I was recently given the opportunity to review Out of the Mouths of Babes: Parenting from a Child's Perspective by Dyan Eybergen, RN for Mothertalk.
Eybergen is a pediatric psychiatric nurse who, along with her husband, is raising three sons. The book was advertised as being child-centered, specifically acknowledging the fact that each child's temperament is different, thus they will respond differently to situations and to parenting techniques.
As my boys couldn't be more different, I was interested to hear anything enlightening on how to fairly treat children differently. It's quite an issue for us. Especially since our older boy is very concerned with fairness. If he sees us treating his brother differently discipline-wise, for example, he feels very hurt. Yet they are so different and require such different strategies and even language, sometimes. I think I need to find some different words to describe different!
Enough about me! On with the book!
I enjoyed the book for the most part. However, I found it to sort of glance over issues and not give specific enough instruction on how to actually speak to your different children, or how to talk to yourself when your child does something that pushes your buttons. She does give personal anecdotes that help illustrate a point she is making -- for example, in the toilet-training chapter, she divulges the very personal story of peeing her own knickers while a young woman, laughing with a friend, of course. I appreciated that one, because I've been there, myself. Her point being that no one humiliated her for wetting her pants, so that a parent shouldn't make his/her child feel badly for having an accident, either.

* [Prompt 1] In the book review, what is Dyan Eybergen's profession?
* [Prompt 2] Carry the review of Out of the Mouths of Babes forward from its last sentence.

* [Dataset]
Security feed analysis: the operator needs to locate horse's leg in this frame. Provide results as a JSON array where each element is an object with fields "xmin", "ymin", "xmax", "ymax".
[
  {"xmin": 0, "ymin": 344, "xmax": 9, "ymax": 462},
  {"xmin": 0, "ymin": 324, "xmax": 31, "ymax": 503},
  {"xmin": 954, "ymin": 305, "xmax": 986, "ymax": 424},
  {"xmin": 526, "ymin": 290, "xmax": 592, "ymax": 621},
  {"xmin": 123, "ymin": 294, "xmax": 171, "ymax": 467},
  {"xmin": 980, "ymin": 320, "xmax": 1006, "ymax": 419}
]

* [Task output 1] She is a pediatric psychiatric nurse.

* [Task output 2]
She emphasizes respecting your children and their differences, being patient with their different temperaments and allowing them the time they need to decide that they are ready to sleep alone in their beds, try a new food, or use the potty. She is very child-centered in her presentation, which is good, of course, and the way it should be. And she does discuss her own frailties as a parent, which I appreciated. However, she does tend to be a bit judgemental, especially when it comes to rewards and behavior systems. Each chapter traces a child's journey from infant to preschool/early elementary age, with the parent's role at each stage discussed in relation to the subject at hand -- sexuality, discipline, sleep-training, etc.
Having not been there for my sons' babyhood, I found the chapter discussing discipline and sibling rivalry the most interesting, but again, her lack of flexibility regarding reward systems felt judgemental to me. Probably because we use them with our older son, I may be a bit defensive. Her discussions seemed to be suited to children whose behavior falls between "normal" ranges, and does not take into account children with histories of trauma, children who have been adopted, etc. Not that some of the information wasn't helpful. I just think that children with the histories I've described are so very individual, that a parent can use much more specific strategies and words to help find his/her way with that child. Books that have served that purpose for me have been
Beyond Consequences, Logic and Control (also against using behavior systems);
Nurturing Adoptions (which utilizes behavior systems for extreme behaviors); and
Raising Our Children, Raising Ourselves .
The title is meant to illustrate that we are to look to the child, to her words, to help us figure out how to treat and talk to her. She also wishes to have us, the parents, put ourselves back into our children's places and try to imagine how they are feeling. She includes actual quotes from children in her life -- her own, I believe, as well as the children of family and friends. They are very cute quotes, as you can imagine, and give the book a more poetic feel, rather than a parenting-y feel, which is a nice change.
I guess I was expecting something with more concrete examples of how to treat different children differently while still being loving and fair. I don't think it's necessarily as helpful for parents whose children who have experienced trauma, as I mentioned above, but there are other books out there like that, which I also mentioned previously. An easy read, short and pleasant, but not necessarily memorable.